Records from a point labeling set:
********************
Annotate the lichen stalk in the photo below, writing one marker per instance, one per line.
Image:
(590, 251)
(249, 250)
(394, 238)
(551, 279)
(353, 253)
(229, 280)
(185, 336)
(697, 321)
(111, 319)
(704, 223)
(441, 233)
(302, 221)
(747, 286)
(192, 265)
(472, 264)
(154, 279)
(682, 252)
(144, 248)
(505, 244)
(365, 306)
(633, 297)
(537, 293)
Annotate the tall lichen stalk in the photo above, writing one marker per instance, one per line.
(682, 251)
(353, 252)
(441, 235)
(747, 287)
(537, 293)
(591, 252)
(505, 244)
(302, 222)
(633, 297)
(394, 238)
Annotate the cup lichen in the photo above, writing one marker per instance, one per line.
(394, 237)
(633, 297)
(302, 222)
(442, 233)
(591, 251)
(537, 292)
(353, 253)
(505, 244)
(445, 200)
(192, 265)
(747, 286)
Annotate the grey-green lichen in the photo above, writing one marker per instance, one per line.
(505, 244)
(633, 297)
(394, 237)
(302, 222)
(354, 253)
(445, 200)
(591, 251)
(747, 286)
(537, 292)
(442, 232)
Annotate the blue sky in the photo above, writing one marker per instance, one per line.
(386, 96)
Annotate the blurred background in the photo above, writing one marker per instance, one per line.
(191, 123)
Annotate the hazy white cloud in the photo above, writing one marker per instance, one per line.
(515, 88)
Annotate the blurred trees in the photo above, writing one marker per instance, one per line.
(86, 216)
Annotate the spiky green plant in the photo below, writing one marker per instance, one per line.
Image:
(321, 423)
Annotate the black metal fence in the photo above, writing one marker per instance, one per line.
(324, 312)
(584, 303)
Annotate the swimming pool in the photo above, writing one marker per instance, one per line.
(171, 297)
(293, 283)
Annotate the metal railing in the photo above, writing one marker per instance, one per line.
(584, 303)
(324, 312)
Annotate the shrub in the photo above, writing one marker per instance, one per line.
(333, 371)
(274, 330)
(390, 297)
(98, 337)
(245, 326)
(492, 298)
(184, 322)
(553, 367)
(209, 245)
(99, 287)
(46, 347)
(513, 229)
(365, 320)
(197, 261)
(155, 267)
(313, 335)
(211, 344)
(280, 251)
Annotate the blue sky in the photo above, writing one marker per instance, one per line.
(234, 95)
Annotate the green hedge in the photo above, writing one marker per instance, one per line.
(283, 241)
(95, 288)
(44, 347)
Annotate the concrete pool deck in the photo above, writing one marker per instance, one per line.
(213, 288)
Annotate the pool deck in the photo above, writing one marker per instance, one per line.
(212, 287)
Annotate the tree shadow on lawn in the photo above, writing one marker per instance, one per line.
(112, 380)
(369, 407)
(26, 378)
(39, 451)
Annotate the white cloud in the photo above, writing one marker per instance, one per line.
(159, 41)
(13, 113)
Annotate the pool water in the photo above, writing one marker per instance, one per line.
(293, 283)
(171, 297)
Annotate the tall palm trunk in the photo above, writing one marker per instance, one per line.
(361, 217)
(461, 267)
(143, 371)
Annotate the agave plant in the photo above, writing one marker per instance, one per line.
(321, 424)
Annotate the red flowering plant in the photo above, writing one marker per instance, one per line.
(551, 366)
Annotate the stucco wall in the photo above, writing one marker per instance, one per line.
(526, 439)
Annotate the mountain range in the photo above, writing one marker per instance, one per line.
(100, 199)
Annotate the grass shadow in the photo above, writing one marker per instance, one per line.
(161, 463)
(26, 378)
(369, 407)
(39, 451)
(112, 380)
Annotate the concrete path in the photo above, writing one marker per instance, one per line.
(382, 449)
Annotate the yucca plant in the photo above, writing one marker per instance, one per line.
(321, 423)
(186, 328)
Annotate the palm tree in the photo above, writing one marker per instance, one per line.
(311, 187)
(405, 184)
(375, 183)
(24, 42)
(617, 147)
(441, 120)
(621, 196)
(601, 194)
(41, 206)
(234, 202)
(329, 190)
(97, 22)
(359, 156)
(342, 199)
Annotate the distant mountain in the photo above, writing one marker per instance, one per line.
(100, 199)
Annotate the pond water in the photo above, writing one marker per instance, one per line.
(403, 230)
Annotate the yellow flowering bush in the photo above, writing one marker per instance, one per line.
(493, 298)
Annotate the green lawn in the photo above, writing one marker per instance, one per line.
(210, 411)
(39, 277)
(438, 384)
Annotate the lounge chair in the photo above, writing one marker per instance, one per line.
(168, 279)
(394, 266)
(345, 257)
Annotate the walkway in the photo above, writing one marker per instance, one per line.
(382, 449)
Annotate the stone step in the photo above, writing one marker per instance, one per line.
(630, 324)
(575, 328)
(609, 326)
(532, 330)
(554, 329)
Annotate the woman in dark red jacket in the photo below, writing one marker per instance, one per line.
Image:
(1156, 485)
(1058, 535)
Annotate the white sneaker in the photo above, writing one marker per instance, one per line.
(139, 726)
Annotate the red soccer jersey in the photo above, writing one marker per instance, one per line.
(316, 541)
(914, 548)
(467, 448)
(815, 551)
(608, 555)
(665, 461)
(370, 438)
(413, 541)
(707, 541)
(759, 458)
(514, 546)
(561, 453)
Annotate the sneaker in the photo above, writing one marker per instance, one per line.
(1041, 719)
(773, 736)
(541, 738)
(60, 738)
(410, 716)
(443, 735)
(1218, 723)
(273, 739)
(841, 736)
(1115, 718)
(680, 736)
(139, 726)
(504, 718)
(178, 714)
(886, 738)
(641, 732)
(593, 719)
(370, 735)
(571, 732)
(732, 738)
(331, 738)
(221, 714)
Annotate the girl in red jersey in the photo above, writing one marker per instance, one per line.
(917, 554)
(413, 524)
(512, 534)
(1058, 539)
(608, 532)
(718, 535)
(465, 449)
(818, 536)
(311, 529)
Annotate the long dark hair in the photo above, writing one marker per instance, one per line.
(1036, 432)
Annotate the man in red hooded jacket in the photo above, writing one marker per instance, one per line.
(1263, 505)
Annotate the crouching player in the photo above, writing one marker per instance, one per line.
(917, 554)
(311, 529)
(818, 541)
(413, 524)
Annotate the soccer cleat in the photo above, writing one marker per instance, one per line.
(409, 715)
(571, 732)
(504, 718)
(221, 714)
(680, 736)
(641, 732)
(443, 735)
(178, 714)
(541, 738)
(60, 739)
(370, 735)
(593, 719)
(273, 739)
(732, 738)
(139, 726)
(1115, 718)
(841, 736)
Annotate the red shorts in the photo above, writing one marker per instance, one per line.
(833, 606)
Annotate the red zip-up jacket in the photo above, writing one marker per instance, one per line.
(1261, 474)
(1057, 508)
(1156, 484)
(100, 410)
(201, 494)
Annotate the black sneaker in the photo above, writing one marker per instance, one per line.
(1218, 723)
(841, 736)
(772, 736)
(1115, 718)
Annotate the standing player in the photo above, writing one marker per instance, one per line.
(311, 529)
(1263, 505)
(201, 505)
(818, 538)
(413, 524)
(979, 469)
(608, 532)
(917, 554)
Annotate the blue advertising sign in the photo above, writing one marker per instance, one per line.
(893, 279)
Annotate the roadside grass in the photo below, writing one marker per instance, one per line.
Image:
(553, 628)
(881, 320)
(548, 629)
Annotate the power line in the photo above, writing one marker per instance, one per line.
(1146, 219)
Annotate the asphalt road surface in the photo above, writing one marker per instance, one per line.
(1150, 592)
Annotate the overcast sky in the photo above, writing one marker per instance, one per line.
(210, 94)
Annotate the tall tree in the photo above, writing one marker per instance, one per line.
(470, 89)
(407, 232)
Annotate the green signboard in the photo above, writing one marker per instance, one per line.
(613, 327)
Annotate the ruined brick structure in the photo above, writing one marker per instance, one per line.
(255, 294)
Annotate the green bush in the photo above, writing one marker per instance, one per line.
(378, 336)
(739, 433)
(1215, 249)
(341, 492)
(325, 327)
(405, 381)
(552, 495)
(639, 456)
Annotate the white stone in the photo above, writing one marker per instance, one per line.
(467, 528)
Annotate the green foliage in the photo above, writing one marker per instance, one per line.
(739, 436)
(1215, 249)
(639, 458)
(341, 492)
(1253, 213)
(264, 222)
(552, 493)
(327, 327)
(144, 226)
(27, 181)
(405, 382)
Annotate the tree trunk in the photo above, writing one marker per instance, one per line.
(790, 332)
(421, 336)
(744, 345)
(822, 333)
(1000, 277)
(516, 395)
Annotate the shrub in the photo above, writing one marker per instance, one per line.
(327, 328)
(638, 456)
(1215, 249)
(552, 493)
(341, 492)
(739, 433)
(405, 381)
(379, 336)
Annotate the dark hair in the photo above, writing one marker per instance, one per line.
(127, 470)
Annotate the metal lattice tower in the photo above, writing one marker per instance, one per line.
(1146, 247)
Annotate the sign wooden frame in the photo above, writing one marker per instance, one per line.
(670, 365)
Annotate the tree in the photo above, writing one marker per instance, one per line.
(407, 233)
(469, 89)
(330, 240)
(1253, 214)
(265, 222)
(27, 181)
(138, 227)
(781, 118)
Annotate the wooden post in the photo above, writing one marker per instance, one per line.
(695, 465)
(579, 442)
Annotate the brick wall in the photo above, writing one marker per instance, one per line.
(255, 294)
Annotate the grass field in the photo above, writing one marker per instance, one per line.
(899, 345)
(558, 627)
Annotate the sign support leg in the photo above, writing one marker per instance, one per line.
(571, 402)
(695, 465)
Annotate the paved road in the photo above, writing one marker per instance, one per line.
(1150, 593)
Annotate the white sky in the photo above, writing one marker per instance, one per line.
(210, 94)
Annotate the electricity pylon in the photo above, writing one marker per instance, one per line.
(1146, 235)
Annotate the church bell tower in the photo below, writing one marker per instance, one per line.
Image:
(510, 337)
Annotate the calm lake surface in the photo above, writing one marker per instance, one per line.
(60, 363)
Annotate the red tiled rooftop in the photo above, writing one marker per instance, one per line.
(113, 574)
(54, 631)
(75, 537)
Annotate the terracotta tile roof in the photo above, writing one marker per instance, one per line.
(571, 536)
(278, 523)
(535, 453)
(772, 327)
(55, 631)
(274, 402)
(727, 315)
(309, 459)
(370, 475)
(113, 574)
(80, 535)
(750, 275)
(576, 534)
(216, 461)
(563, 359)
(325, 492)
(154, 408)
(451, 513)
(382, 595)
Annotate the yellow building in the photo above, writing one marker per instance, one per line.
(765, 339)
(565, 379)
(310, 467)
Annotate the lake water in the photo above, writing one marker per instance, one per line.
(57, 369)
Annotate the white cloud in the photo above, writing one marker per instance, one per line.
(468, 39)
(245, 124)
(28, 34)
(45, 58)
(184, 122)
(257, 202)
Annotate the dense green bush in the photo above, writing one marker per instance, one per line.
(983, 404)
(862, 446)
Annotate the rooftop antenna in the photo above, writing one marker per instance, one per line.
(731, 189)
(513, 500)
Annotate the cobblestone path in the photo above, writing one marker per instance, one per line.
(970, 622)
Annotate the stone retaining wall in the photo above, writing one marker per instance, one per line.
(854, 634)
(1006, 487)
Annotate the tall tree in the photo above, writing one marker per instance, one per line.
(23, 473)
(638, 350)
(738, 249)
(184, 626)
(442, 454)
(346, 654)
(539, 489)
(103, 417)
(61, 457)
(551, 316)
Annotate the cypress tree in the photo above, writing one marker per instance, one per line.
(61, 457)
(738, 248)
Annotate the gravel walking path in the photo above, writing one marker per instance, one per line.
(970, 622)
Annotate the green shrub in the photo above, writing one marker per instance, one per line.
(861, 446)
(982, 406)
********************
**Task directions**
Copy, character for character, the lines from the line that holds "Annotate the lake" through the final line of the records above.

**Exercise answer**
Annotate the lake water in the photo above, writing one marker per instance, one per line.
(57, 369)
Annotate the white cloud in the photo above, writing one marker per instance, one per line.
(468, 39)
(245, 124)
(28, 34)
(45, 58)
(184, 122)
(257, 202)
Annotate the dense green bush in the photo above, writing one marker per instance, one per line.
(983, 404)
(862, 446)
Annotate the rooftop antenna in the photo above, writing one marker per instance, one per line.
(731, 189)
(513, 500)
Annotate the cobblestone path in the photo above, writing one marker per instance, one per line.
(970, 622)
Annotate the stone retaining wall in the photo above, writing one marker per instance, one per line.
(854, 634)
(1006, 487)
Annotate the tall tree in the photo above, writing one marker per instance, one per line.
(23, 473)
(638, 350)
(738, 249)
(184, 626)
(442, 454)
(346, 654)
(539, 489)
(103, 417)
(61, 457)
(551, 316)
Annotate the cypress tree in the photo above, writing one marker per instance, one per line.
(61, 457)
(738, 248)
Annotate the gravel walking path in the photo above, writing one marker per instance, one per line.
(970, 622)
Annotate the green shrub in the photo above, writing one marker per instance, one per line.
(861, 446)
(982, 406)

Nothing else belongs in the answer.